What the task requires: Extract every line of the records below that contains the string "after". Case counts.

Records from a collection:
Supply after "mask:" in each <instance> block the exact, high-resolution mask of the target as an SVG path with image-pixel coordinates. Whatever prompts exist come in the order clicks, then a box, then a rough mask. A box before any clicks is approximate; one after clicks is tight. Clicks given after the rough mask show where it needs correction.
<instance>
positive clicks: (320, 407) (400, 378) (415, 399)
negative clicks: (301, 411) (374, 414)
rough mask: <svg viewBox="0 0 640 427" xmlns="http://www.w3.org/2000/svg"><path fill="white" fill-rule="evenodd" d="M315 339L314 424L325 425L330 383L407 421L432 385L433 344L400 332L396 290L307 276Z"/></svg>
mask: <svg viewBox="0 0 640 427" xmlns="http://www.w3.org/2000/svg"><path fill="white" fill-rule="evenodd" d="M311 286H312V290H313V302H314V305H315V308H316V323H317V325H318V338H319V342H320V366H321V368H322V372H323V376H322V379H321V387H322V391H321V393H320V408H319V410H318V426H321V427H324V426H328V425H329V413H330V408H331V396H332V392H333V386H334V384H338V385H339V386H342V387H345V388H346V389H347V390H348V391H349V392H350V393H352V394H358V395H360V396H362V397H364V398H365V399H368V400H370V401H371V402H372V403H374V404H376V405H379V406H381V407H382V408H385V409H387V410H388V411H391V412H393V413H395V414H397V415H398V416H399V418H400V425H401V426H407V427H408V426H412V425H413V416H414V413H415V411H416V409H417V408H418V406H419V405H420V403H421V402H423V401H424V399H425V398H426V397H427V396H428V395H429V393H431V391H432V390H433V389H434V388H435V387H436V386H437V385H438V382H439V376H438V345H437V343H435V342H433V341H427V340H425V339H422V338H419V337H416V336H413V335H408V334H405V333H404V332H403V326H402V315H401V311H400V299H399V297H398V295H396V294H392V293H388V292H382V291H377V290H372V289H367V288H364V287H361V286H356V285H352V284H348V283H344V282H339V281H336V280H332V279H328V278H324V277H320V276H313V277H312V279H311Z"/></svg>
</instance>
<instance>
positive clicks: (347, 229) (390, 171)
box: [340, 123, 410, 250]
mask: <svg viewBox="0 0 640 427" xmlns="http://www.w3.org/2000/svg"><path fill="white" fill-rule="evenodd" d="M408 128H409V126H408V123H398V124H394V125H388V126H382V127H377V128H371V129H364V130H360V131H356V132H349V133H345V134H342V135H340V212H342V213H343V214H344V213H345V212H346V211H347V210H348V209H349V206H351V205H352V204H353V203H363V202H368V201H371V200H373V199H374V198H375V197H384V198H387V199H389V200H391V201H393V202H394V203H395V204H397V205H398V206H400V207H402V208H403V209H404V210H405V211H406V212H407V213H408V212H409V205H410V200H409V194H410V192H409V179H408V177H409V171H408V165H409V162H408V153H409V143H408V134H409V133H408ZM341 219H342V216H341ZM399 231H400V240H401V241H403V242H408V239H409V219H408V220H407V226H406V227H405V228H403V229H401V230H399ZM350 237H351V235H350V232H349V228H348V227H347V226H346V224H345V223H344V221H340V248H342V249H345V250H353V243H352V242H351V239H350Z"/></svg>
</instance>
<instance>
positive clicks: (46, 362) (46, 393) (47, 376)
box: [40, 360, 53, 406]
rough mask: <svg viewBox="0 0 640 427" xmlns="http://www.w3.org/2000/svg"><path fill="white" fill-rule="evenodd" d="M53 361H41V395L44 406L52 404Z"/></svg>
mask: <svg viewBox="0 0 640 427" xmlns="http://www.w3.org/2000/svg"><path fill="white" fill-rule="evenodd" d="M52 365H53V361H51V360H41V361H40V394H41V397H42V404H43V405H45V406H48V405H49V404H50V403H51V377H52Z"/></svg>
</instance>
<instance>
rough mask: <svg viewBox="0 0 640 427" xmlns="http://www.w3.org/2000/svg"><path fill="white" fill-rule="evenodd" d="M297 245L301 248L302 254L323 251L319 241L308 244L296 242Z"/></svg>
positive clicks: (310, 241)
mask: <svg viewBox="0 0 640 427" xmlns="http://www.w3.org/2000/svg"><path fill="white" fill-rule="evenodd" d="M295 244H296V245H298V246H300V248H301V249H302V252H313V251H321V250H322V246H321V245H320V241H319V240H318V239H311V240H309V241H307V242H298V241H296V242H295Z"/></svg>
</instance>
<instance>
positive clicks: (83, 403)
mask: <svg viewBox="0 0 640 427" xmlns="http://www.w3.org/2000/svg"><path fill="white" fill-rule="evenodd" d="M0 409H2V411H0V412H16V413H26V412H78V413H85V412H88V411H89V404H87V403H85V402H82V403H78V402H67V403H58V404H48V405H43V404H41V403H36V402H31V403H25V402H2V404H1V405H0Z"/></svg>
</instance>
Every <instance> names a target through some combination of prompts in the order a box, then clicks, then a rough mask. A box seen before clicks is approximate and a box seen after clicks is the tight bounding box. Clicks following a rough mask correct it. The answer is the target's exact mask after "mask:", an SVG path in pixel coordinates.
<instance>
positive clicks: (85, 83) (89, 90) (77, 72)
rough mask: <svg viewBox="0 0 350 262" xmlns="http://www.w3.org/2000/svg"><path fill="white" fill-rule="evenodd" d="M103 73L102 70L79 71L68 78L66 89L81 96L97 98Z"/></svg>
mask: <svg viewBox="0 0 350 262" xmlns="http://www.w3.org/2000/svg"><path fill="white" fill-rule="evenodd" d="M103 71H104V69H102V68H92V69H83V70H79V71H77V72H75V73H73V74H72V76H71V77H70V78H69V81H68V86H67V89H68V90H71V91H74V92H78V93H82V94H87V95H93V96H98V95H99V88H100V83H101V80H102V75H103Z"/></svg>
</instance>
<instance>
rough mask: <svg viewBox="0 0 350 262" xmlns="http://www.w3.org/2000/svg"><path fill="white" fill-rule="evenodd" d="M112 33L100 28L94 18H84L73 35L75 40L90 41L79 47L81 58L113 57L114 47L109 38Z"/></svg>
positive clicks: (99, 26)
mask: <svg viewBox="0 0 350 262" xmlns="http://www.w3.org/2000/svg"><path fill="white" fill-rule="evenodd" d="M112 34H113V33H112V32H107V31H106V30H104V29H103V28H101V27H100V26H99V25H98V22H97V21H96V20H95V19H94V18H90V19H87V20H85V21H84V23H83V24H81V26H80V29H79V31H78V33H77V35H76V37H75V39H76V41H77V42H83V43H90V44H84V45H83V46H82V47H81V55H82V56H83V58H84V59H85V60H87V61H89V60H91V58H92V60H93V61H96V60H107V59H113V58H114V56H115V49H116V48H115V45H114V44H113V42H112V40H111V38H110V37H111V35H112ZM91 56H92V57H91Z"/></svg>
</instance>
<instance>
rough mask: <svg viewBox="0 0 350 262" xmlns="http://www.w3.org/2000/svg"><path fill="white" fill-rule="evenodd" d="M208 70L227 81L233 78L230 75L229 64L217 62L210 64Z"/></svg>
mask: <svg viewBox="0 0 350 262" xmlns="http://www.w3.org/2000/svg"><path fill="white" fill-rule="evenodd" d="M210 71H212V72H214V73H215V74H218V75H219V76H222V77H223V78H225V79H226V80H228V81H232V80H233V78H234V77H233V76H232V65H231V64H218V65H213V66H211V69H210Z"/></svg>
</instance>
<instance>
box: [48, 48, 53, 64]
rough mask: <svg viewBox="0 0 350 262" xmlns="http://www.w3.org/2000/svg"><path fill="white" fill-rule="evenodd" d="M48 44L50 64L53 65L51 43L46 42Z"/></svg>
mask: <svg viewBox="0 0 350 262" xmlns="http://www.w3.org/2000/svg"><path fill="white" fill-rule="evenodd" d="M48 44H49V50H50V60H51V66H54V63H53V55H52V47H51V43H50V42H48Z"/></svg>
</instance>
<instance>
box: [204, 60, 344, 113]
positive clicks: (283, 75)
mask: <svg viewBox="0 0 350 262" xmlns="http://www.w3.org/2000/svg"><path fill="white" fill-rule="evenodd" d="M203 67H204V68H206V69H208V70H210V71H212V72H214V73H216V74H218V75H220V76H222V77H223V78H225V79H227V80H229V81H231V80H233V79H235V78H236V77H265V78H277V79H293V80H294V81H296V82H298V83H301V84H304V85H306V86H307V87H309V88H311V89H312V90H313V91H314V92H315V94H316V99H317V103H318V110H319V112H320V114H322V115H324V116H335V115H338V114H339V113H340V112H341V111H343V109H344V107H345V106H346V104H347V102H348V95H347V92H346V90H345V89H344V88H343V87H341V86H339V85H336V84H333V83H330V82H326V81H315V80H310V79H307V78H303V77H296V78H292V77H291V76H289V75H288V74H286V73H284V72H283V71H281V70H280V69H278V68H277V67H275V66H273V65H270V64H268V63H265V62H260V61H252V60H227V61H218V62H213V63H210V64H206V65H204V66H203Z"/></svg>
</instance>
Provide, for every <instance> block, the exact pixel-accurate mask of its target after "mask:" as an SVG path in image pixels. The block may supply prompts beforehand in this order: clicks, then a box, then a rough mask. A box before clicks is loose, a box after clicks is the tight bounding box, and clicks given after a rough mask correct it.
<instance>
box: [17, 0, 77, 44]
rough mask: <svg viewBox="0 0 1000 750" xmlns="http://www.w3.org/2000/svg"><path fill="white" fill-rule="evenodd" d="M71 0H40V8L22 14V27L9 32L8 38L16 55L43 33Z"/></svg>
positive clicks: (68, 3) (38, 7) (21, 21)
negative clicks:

Response:
Supply after "mask:" in each <instance> block the exact, high-resolution mask of the target as an SVG path with image-pixel coordinates. Whatever prompts exist come in the order clicks, then a box, then a rough mask. A box before any clicks is approximate; one after clicks is tight. Clicks given after the rough mask show where it needs correction.
Every <instance> names a target through some combination of prompts in the order a box, then clicks, then a rough mask. A box seen before clicks is approximate and a box seen after clicks is the tight bounding box. Clicks following a rough mask correct it. The answer is the target's exact mask after "mask:", an SVG path in pixel coordinates.
Provide, for every <instance> block, the exact pixel-accurate mask of its target after "mask:" as an SVG path in image pixels. The block may supply prompts beforehand in this order: clicks, then a box, then a rough mask. A box before clicks is loose, a box after clicks is the tight bounding box, and clicks given after a rough mask correct it.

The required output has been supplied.